───── DATA EXTRACT

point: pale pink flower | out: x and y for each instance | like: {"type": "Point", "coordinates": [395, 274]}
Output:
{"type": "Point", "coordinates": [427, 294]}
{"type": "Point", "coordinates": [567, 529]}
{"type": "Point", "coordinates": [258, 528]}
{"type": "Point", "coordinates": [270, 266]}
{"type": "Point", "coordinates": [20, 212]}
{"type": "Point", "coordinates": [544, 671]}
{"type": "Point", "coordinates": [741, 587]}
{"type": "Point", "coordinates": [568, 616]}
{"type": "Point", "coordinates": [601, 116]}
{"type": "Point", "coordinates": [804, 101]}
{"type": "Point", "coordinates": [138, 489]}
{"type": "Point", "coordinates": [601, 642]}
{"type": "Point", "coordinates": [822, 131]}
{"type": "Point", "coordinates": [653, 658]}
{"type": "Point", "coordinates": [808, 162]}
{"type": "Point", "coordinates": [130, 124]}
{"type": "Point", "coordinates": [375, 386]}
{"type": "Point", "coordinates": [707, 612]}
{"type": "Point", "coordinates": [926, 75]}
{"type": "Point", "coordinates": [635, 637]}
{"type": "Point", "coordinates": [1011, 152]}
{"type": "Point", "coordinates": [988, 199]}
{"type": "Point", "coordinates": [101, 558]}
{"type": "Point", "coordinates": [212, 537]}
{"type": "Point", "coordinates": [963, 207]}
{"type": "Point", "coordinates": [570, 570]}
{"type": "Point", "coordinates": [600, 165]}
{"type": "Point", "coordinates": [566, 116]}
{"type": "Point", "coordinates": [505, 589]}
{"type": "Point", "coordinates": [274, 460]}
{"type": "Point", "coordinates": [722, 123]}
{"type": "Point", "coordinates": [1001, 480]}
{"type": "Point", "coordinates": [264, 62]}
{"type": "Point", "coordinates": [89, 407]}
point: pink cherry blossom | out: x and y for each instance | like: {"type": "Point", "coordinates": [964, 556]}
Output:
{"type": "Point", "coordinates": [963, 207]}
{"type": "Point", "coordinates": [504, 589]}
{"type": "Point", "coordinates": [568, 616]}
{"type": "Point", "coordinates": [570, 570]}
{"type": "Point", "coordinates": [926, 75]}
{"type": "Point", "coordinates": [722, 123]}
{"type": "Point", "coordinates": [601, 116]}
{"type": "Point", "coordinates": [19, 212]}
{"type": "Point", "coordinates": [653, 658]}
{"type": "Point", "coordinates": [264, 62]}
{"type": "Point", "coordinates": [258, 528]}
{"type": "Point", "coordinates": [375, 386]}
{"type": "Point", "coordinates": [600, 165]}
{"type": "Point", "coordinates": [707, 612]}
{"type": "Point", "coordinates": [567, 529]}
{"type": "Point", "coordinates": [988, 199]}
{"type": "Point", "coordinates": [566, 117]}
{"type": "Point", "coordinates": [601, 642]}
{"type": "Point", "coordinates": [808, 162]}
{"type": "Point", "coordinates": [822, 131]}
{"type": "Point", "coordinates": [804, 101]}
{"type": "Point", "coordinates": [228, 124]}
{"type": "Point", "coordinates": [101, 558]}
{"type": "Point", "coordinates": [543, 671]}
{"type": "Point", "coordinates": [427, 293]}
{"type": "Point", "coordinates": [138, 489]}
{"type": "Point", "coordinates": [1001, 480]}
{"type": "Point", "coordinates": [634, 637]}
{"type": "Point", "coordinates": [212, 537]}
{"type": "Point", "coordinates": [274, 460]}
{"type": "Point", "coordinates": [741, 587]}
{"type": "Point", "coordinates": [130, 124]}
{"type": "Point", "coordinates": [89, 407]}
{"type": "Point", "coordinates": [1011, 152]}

──────────
───── DATA EXTRACT

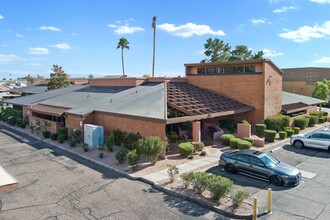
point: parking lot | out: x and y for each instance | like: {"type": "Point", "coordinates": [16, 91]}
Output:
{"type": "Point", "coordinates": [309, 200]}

──────────

EXERCISE INSTRUCTIONS: Find each line of the material above that contains the word "pink" and copy those lines in full.

THE SOLUTION:
point: pale pink flower | out: x and y for each instance | like: {"type": "Point", "coordinates": [395, 274]}
point: pink cherry blossom | out: x and y for each instance | like: {"type": "Point", "coordinates": [964, 556]}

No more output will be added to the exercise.